• Exercise prompt
Set down word for word the passage of the forum thread on document extraction, starting at "Friday, August 18, 2017 at 08:33am" and ending at "merging your documents.".

Reply to: Document Extraction Error

Friday, August 18, 2017 at 08:33am

Hi Cyril, In your case, I would suggest using Text Tags instead of document extraction. Essentially, this will remove the need of form fields as you will simply use text tags to position signatures and fields in your documents. You will also not run into any issues when merging your documents.

Gotcha | Posts: 44

Reply to: Document Extraction Error

Friday, August 18, 2017 at 10:15am

Interesting... I'm reading about the Text Tag feature but I'm not completely clear. I'm using a PDF, so for Document Extract I use a Text Field with the name in the specified convention you use [SignerId1.Capture1] So If I understand correct, for Text Tag, I need the name to have the format {{esl:role:fieldType}} but how is that different with the Document Extract, since I still need to make sure the Name is UNIQUE? Your sample code share is using a word document... would you have a sample with the PDF... i just need to know if you use a Text Field Control on the PDF ( which is invisible when the PDF is viewed or printed) or a plain text edit on the PDF directly - which is visible when viewed in a reader or printer? If it is a text string {{esl:role:fieldType}} on the PDF, this will have cause another challenge for me as the same PDF template is used for clients who will be using ESL and those who don't. So the end result for the latter, they will see the strings {{esl:role:fieldType}} in the template pdf after it is merged but not processed to ESL. So polluting the actual contract.

• Source data
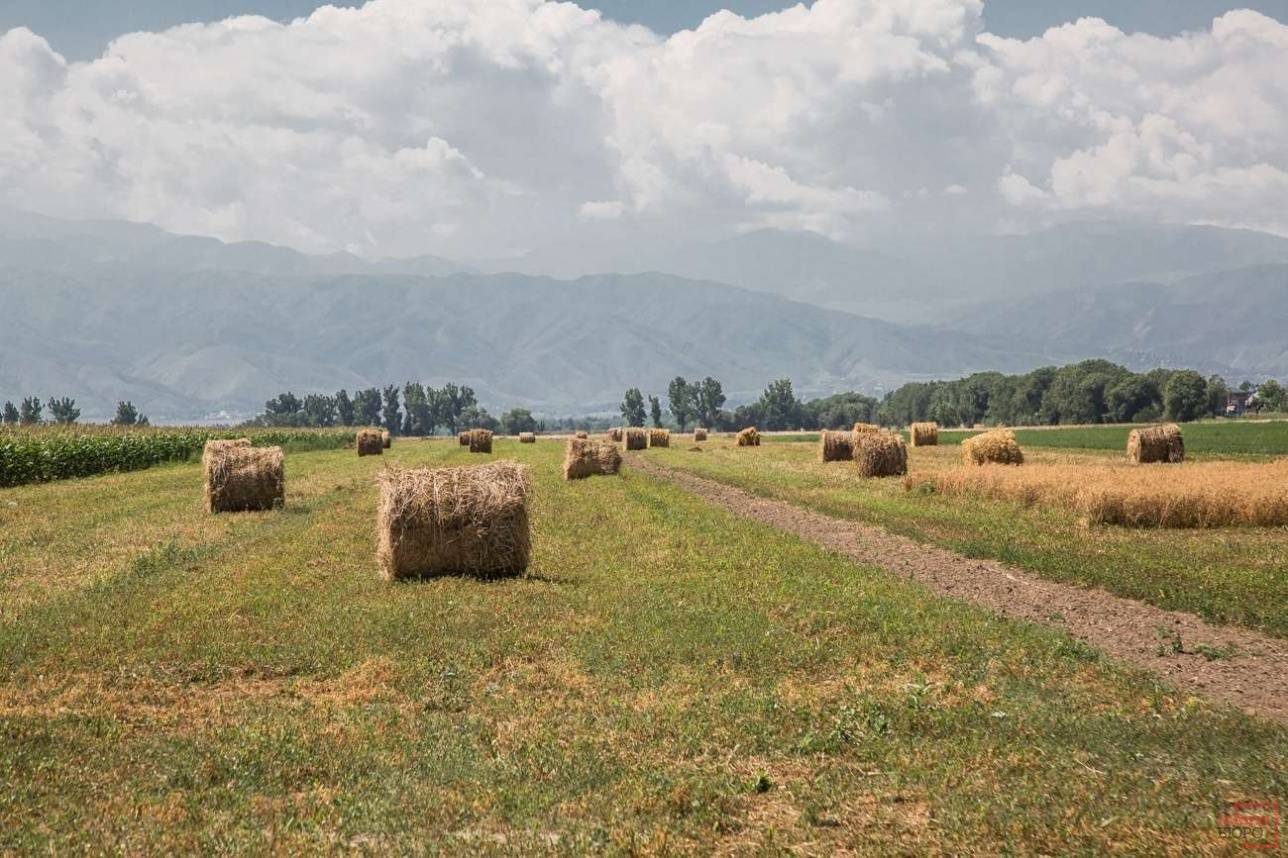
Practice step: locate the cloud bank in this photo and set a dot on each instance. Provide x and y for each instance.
(488, 128)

• Response
Friday, August 18, 2017 at 08:33am

Hi Cyril, In your case, I would suggest using Text Tags instead of document extraction. Essentially, this will remove the need of form fields as you will simply use text tags to position signatures and fields in your documents. You will also not run into any issues when merging your documents.